● **所给文本**

Kafka Streams — 流处理
什么是 Kafka Streams
Kafka Streams 是 Kafka 内置的轻量级流处理库,无需独立集群,直接作为普通 Java 库嵌入应用程序。它基于 Kafka 的消费者和生产者 API 构建,天然支持精确一次语义。
适用场景:
- 轻量级流处理,不想维护 Flink/Spark 集群
- 微服务架构中的实时数据处理
- Kafka 数据的实时转换、过滤、聚合
核心概念
| 概念 | 说明 |
|---|---|
| KStream | 无界的事件流,每条记录是独立事件 |
| KTable | 变更日志流,每条记录是对某个 Key 的最新值更新(类似数据库表) |
| GlobalKTable | 全量复制到每个实例的 KTable,用于广播维表 |
| Topology | 处理逻辑的有向无环图 |
| State Store | 本地状态存储(RocksDB),支持聚合和 Join |
基本使用
java
import org.apache.kafka.streams.*;
import org.apache.kafka.streams.kstream.*;
import java.util.Properties;
Properties props = new Properties();
props.put(StreamsConfig.APPLICATION_ID_CONFIG, "my-streams-app");
props.put(StreamsConfig.BOOTSTRAP_SERVERS_CONFIG, "kafka:9092");
props.put(StreamsConfig.DEFAULT_KEY_SERDE_CLASS_CONFIG, Serdes.String().getClass());
props.put(StreamsConfig.DEFAULT_VALUE_SERDE_CLASS_CONFIG, Serdes.String().getClass());
// 构建 Topology
StreamsBuilder builder = new StreamsBuilder();
// 从 Kafka Topic 读取
KStream<String, String> source = builder.stream("user_events");
// 转换处理
KStream<String, Long> wordCounts = source
.flatMapValues(value -> Arrays.asList(value.toLowerCase().split("\\s+")))
.groupBy((key, word) -> word)
.count()
.toStream();
// 写入输出 Topic
wordCounts.to("word_counts",
Produced.with(Serdes.String(), Serdes.Long()));
// 启动
KafkaStreams streams = new KafkaStreams(builder.build(), props);
streams.start();
// 优雅关闭
Runtime.getRuntime().addShutdownHook(new Thread(streams::close));KStream 操作
java
KStream<String, String> stream = builder.stream("input");
// filter:过滤
stream.filter((key, value) -> value.contains("ERROR"))

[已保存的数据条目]
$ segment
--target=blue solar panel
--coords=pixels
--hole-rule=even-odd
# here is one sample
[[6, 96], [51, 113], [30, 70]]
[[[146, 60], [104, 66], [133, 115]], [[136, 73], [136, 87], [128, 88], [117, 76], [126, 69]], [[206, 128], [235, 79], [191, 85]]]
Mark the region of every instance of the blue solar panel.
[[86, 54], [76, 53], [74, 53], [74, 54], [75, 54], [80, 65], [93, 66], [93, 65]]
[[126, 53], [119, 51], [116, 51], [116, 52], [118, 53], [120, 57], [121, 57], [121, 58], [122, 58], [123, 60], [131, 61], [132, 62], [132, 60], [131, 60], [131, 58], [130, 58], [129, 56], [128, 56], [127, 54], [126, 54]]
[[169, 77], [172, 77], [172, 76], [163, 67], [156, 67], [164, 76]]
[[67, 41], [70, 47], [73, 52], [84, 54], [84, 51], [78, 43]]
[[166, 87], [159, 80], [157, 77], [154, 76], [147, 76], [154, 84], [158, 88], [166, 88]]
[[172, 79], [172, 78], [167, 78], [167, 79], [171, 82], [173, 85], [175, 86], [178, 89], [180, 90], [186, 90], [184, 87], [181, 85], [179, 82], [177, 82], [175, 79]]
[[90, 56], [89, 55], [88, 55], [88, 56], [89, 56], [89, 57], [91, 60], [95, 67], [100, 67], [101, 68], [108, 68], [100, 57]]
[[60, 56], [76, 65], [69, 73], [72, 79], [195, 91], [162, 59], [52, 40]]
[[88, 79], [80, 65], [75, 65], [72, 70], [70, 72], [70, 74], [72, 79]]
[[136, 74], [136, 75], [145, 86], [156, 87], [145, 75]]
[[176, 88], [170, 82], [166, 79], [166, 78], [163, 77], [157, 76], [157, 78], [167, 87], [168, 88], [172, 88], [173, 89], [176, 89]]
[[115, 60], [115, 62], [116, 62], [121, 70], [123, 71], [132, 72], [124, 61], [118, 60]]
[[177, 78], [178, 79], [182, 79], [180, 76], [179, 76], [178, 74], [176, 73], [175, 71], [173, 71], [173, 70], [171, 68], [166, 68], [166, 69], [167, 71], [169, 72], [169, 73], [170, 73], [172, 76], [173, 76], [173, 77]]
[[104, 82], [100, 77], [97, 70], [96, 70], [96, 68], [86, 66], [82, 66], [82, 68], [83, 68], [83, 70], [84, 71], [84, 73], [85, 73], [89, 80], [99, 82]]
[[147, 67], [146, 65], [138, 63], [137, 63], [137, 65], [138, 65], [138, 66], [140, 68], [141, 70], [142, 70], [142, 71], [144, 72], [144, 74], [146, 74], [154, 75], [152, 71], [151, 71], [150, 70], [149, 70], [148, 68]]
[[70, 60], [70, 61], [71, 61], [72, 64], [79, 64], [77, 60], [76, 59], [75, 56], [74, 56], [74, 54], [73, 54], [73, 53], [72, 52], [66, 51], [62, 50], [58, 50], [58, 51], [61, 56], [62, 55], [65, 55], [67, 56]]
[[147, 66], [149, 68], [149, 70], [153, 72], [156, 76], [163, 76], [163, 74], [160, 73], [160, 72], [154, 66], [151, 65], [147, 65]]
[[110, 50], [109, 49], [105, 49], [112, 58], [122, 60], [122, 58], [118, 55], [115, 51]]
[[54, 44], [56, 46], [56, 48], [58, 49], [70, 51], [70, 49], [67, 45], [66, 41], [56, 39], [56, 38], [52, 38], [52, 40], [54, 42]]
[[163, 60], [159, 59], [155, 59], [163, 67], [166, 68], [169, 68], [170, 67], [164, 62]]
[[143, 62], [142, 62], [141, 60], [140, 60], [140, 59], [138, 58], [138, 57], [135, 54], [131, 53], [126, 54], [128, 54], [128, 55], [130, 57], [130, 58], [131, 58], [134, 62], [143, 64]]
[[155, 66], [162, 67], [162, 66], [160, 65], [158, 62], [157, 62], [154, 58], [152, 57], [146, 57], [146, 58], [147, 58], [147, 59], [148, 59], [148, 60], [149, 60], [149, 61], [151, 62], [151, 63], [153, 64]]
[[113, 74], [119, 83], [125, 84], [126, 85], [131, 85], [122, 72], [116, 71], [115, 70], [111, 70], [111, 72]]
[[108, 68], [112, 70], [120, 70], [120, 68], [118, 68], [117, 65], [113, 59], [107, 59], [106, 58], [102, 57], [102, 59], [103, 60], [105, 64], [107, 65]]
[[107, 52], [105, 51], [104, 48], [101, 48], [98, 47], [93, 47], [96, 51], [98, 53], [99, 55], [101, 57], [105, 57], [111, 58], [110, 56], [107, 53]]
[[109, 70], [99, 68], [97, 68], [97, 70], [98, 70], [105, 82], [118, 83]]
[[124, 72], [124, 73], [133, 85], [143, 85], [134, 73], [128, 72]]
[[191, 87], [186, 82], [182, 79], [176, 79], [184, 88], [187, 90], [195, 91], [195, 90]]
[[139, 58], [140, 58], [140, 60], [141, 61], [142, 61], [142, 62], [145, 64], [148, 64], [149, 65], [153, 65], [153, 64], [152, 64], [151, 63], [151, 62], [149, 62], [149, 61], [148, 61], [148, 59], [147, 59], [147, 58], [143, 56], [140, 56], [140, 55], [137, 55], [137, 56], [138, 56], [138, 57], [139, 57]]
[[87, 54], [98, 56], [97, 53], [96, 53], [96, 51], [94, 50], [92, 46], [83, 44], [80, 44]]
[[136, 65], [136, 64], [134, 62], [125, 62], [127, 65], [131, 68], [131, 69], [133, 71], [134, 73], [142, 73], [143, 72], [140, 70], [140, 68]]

● **必做任务**
A) 在 Kafka Streams 文本中,State Store 采用什么作为本地状态存储?
B) 请从 Kafka Streams 流处理文本的末尾处接着续写。

● **结果**
A) RocksDB。

B)
// map:转换 key 和 value
stream.map((key, value) -> KeyValue.pair(key.toUpperCase(), value.length()))
// mapValues:只转换 value
stream.mapValues(value -> value.toUpperCase())
// flatMap:一对多
stream.flatMap((key, value) ->
Arrays.stream(value.split(","))
.map(v -> KeyValue.pair(key, v))
.collect(Collectors.toList())
)
// selectKey:修改 key
stream.selectKey((key, value) -> extractUserId(value))
// branch:分流(按条件分成多个流)
KStream<String, String>[] branches = stream.branch(
(key, value) -> value.startsWith("ERROR"),
(key, value) -> value.startsWith("WARN"),
(key, value) -> true // 其他
);
KStream<String, String> errors = branches[0];
KStream<String, String> warnings = branches[1];
// merge:合并多个流
KStream<String, String> merged = stream1.merge(stream2);
// peek:调试用,不修改数据
stream.peek((key, value) -> System.out.println("Key: " + key + ", Value: " + value))KTable 操作
java
// 从 Topic 创建 KTable(每个 key 保留最新值)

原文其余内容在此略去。